Try it ::
Beginning with the line that mentions "Category: front bumper", reproduce every line through the last line of the entries, exactly, and only those.

Stored dataset items:

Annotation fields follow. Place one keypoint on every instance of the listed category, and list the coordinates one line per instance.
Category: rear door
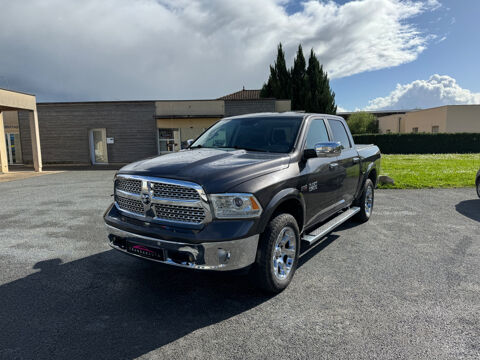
(319, 181)
(348, 162)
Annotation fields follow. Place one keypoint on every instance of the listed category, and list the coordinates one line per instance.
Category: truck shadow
(110, 306)
(469, 208)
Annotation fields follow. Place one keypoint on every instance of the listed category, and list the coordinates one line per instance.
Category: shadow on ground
(469, 208)
(110, 306)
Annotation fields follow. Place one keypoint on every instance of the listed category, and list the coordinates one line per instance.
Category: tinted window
(339, 133)
(269, 134)
(317, 133)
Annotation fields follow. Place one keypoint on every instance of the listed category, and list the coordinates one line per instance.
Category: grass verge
(430, 171)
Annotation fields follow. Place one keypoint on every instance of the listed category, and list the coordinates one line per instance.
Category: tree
(307, 88)
(363, 123)
(298, 76)
(319, 98)
(278, 84)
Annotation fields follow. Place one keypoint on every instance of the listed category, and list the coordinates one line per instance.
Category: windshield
(266, 134)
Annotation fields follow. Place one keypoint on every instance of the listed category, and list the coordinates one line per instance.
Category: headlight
(235, 206)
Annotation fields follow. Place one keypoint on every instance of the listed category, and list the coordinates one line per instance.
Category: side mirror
(328, 149)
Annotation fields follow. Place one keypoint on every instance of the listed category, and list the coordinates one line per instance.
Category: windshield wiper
(247, 148)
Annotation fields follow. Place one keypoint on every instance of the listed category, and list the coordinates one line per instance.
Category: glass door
(98, 146)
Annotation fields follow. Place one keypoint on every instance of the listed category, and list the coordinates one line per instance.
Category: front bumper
(220, 256)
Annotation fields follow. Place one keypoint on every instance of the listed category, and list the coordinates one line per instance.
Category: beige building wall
(463, 118)
(391, 124)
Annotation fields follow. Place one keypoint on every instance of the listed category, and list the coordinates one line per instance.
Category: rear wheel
(277, 255)
(365, 202)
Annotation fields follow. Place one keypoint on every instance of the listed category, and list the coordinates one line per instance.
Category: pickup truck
(245, 194)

Response area ::
Category: front bumper
(220, 256)
Annotation fields follow. Place one keypoint on every instance of the listed category, and list the coordinates one line per instance.
Category: beige building wall
(463, 118)
(391, 124)
Annotation fields follow. Place one keypoint on every instance of the listed category, and list the coordinates one line per instance.
Category: rear wheel
(277, 255)
(365, 202)
Annotation fields follow. Place one keypoint on every instance of the listed category, and list the coordinates one line per instance.
Category: pickup truck
(245, 194)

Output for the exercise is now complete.